WORK TO COMPLETE:
Where a line of the listing below includes the word "blue", reproduce that line.

EXERCISE INPUTS:
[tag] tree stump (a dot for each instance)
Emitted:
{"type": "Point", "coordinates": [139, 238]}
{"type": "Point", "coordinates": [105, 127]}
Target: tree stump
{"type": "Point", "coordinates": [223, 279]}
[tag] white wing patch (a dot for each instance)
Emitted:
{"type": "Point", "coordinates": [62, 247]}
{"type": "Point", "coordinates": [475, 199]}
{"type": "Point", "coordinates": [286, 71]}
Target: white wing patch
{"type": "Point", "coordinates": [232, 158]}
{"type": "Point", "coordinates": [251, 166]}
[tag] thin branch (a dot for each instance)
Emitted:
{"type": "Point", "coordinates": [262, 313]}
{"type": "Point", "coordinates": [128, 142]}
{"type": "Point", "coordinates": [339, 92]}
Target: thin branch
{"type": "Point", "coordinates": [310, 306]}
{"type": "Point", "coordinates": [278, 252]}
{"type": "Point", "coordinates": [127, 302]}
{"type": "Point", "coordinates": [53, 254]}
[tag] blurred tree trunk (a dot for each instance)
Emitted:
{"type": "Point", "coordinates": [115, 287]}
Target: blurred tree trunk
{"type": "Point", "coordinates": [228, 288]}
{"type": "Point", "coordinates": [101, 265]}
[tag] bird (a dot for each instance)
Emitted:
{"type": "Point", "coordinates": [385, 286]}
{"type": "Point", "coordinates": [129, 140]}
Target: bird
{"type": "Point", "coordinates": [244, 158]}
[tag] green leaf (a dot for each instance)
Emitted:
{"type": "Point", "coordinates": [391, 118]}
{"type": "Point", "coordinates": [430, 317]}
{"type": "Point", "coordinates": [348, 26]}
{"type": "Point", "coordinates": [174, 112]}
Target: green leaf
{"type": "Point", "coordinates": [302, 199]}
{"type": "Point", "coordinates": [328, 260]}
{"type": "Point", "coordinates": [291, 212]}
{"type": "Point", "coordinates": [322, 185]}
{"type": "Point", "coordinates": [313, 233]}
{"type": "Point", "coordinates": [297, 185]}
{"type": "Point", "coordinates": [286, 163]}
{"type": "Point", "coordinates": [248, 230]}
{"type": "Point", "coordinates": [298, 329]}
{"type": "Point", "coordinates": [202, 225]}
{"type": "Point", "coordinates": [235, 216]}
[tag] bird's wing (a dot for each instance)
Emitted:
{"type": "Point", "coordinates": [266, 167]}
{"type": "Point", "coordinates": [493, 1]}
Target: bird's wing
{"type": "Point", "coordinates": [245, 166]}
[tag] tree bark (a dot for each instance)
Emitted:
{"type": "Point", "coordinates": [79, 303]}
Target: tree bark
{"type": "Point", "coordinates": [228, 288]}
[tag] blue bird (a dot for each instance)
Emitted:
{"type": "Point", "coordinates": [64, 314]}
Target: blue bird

TASK ANSWER:
[tag] blue bird (a dot for each instance)
Target: blue bird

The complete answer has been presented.